WHAT THE TASK REQUIRES: Reformat the records below as a numbered list with one entry per line, omitting any blank lines.

########

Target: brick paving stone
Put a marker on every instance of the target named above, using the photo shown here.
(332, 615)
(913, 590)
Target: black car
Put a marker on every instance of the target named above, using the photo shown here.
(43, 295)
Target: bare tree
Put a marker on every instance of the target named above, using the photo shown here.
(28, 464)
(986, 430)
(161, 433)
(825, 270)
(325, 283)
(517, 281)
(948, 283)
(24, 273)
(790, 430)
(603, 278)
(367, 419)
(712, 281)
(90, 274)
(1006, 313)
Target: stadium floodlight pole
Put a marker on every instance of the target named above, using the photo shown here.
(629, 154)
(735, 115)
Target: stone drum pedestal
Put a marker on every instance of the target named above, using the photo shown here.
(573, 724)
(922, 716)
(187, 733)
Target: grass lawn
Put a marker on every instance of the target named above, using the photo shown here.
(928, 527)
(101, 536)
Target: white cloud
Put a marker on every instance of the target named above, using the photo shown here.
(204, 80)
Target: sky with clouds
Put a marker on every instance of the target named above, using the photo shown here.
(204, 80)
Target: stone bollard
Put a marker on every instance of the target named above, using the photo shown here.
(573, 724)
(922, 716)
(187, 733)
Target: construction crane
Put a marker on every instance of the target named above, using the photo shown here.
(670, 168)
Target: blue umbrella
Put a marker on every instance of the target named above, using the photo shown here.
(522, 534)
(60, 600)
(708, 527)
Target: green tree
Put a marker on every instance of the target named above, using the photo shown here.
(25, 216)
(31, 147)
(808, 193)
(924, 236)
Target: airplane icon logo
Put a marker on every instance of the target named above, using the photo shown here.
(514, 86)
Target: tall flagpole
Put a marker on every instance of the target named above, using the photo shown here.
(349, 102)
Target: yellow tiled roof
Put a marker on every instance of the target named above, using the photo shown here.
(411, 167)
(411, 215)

########

TASK RESULT:
1. Target: brick paving stone
2. Put a marker on every instance of the target named above, using the photo shown here.
3. (332, 615)
4. (913, 590)
5. Target: black car
6. Put a marker on every instance of the target named above, using the photo shown here.
7. (43, 295)
8. Target: bare tree
9. Put a marker on every instance of the target named above, using the photo shown here.
10. (28, 464)
11. (986, 430)
12. (161, 433)
13. (825, 270)
14. (325, 283)
15. (517, 281)
16. (948, 283)
17. (24, 273)
18. (790, 430)
19. (603, 278)
20. (367, 419)
21. (712, 281)
22. (90, 274)
23. (1006, 313)
24. Target: stadium floodlight pole
25. Put a marker on every instance of the target named above, using the photo shown here.
26. (629, 154)
27. (735, 115)
28. Target: stone drum pedestal
29. Put a marker on every instance of the target named above, using the photo shown here.
30. (573, 724)
31. (922, 716)
32. (187, 733)
33. Target: grass lawn
34. Put a marker on every instance of the target named above, using the photo shown here.
35. (928, 527)
36. (101, 536)
37. Target: white cloud
38. Put a marker on every instance of the target named above, using the photo shown here.
39. (204, 80)
40. Target: sky with clouds
41. Put a marker on every instance of the target named above, using the photo shown here.
42. (204, 80)
43. Target: stone bollard
44. Put a marker on every instance of the target named above, using the photo shown here.
45. (573, 724)
46. (922, 716)
47. (187, 733)
48. Target: construction crane
49. Put a marker on every instance of the target named above, using the photo shown here.
50. (670, 168)
51. Target: blue umbrella
52. Put a marker on every instance of the target named above, using the photo shown here.
53. (522, 534)
54. (60, 600)
55. (708, 527)
56. Target: green tree
57. Put a marker on every instance of the target named above, using the photo shown here.
58. (25, 216)
59. (31, 147)
60. (808, 193)
61. (924, 236)
62. Target: airplane icon logo
63. Put a marker on every instance of the target named above, using the photo shown here.
64. (514, 86)
65. Target: tall flagpole
66. Put a marker on every instance of the target named above, using the photo shown here.
67. (349, 102)
68. Target: yellow tiled roof
69. Put a marker on every instance of the target named above, using the photo shown here.
70. (411, 167)
71. (411, 215)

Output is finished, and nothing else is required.